Begin at the first line of the material and stop after the line that has "point(369, 217)". Reproduce those lines with "coffee cup" changed to "tea cup" and everything else left as it is.

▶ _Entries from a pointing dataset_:
----------
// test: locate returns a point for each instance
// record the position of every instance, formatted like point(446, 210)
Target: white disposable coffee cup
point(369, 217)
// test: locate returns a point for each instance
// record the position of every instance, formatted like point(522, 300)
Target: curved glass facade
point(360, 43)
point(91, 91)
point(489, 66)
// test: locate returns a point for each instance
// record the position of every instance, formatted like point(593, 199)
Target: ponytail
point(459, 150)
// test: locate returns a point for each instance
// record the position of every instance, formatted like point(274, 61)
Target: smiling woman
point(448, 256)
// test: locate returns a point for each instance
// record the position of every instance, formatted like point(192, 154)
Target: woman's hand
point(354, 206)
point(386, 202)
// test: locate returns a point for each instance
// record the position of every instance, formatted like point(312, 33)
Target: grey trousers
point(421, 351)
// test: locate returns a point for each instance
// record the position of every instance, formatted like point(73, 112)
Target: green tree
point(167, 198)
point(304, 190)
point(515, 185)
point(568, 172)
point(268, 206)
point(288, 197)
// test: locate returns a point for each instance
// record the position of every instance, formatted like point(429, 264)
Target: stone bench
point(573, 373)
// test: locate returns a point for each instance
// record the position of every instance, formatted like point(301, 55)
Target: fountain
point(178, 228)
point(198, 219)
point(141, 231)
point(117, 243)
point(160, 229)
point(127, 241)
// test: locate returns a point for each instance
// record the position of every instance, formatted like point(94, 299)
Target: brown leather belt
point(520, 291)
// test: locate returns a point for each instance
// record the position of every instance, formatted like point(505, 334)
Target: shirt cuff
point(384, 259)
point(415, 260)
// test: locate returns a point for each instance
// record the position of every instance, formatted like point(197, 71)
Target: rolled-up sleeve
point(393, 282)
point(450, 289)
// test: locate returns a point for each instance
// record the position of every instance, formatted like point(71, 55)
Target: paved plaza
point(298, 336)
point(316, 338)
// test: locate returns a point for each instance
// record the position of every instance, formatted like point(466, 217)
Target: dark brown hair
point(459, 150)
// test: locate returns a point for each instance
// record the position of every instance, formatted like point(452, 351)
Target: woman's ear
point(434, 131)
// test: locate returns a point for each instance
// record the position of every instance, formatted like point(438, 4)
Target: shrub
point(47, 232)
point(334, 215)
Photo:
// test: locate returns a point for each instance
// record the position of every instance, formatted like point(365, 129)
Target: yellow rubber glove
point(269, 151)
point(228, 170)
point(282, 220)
----------
▶ _FULL RESPONSE_:
// test: locate returns a point for each instance
// record the position of every instance, formatted like point(446, 210)
Target: white disposable tea cup
point(369, 217)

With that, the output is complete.